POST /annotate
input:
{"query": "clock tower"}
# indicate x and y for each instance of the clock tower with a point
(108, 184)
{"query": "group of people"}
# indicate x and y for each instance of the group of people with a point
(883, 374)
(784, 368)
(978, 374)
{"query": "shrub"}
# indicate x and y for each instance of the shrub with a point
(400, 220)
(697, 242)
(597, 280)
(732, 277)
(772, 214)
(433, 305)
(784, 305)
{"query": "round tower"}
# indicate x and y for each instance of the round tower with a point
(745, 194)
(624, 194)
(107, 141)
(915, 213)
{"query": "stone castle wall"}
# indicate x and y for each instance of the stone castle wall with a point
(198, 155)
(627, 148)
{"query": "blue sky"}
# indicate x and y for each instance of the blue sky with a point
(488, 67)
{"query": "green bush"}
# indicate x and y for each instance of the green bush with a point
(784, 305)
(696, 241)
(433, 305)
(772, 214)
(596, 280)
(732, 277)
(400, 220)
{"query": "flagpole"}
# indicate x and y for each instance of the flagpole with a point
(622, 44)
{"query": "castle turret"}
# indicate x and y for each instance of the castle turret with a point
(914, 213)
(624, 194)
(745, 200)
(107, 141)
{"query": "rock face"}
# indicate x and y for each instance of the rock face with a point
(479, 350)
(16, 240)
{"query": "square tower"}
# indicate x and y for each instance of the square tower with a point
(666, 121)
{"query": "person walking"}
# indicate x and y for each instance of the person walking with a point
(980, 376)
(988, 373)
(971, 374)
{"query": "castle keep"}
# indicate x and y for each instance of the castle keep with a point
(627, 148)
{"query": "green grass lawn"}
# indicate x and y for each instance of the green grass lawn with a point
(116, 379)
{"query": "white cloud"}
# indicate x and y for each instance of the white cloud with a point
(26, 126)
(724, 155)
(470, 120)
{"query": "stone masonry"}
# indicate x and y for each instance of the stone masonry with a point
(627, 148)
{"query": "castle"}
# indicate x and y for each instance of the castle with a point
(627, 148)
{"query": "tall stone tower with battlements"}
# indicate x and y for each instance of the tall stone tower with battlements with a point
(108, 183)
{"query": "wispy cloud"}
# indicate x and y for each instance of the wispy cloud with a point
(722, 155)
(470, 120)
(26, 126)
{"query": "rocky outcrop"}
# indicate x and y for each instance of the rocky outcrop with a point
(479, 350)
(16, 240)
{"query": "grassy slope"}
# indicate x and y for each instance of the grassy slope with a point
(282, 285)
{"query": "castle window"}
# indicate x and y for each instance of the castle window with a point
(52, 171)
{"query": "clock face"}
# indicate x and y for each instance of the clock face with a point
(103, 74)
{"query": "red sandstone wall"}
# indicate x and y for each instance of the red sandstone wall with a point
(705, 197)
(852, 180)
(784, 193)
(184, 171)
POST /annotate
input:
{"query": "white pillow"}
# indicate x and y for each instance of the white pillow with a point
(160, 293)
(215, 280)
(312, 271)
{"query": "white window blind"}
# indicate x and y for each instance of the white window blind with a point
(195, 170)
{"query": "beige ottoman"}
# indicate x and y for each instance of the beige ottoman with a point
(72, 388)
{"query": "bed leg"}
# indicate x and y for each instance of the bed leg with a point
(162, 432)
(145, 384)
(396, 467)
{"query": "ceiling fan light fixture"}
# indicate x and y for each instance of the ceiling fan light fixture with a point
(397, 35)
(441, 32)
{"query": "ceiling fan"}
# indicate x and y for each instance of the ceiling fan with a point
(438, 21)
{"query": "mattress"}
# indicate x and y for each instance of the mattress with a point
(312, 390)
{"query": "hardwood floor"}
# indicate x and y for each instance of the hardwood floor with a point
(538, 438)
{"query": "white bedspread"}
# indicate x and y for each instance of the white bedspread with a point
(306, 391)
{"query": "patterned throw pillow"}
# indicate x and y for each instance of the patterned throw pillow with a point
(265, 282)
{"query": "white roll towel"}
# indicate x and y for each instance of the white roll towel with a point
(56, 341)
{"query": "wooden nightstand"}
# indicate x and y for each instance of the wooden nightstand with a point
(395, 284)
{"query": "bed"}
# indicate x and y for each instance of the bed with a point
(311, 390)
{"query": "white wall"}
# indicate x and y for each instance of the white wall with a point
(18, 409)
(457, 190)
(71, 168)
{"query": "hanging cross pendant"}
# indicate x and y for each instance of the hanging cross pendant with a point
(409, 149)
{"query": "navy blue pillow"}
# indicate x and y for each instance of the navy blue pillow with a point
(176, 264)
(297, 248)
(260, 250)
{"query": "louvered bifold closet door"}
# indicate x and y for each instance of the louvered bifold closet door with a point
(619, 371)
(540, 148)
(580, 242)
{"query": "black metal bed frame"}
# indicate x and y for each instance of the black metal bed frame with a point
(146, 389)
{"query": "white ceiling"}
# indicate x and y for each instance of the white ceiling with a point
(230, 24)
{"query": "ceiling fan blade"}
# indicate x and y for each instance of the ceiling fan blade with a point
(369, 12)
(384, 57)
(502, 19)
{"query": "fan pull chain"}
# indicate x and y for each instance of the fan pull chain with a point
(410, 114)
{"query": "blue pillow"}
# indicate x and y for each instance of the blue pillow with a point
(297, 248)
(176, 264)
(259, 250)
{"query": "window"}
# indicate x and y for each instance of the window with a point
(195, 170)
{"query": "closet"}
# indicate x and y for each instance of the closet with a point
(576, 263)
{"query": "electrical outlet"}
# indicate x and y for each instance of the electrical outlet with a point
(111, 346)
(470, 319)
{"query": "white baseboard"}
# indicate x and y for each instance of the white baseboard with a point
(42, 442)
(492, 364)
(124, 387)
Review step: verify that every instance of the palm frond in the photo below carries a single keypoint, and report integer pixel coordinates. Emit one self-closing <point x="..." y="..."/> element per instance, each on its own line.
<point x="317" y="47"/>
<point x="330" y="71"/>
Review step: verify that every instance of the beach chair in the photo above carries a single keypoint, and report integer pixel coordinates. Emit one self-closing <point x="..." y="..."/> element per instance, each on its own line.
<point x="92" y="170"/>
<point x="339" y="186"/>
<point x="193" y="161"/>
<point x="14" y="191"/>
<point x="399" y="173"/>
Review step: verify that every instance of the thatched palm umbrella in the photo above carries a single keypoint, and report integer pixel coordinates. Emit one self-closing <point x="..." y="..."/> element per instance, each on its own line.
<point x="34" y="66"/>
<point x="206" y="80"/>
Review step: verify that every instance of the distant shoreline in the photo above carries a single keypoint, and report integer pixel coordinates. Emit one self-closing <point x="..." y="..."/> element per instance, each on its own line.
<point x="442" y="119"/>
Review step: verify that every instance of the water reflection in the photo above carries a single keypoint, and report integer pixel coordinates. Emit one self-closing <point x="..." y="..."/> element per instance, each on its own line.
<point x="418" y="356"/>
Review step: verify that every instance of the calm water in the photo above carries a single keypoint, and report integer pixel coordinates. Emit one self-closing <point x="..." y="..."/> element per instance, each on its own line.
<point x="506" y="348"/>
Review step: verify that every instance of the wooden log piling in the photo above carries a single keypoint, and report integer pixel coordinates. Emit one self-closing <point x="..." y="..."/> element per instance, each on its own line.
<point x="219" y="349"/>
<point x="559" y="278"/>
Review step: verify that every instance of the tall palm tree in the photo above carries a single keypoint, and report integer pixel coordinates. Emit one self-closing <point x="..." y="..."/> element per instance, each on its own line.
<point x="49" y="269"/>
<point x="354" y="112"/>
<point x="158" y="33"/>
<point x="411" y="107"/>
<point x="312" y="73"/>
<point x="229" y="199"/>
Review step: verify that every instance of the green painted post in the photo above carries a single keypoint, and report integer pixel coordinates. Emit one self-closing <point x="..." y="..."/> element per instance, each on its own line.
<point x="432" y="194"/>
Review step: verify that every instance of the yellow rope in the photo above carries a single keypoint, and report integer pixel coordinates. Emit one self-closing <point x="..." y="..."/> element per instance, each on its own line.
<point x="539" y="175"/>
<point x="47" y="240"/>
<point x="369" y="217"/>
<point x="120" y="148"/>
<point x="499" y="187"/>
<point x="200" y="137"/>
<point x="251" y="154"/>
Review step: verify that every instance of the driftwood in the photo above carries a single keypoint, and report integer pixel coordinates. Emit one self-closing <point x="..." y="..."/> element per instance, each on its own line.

*-*-*

• Short exercise
Set down nothing but the lines from the one with "Review step: verify that every instance of the tall" through the end of the records, keeping each line exactly as written and including both ends.

• Response below
Review step: verify that every instance of the tall palm tree in the photo above carries a single keypoint, and report integer pixel coordinates. Emit one self-closing <point x="..." y="..."/> element per instance, each on its own line.
<point x="49" y="269"/>
<point x="354" y="112"/>
<point x="158" y="33"/>
<point x="411" y="107"/>
<point x="312" y="73"/>
<point x="229" y="199"/>
Review step: verify that every instance of the green painted post in the photo above carries a single keypoint, and report integer pixel coordinates. Emit one self-closing <point x="..." y="..."/> element per instance, each on its own line.
<point x="432" y="194"/>
Review step: verify that every instance of the yellow rope in the photo above carries a single keypoint, and report integer pixel coordinates. Emit one self-closing <point x="..." y="..."/> element per instance, each on its own line.
<point x="539" y="175"/>
<point x="47" y="240"/>
<point x="369" y="217"/>
<point x="120" y="148"/>
<point x="499" y="187"/>
<point x="200" y="137"/>
<point x="251" y="154"/>
Review step: verify that every instance of the driftwood in the photo above carries a single keypoint, and report integer pixel coordinates. Emit one self-closing <point x="..." y="..."/> element per instance, each on its own line.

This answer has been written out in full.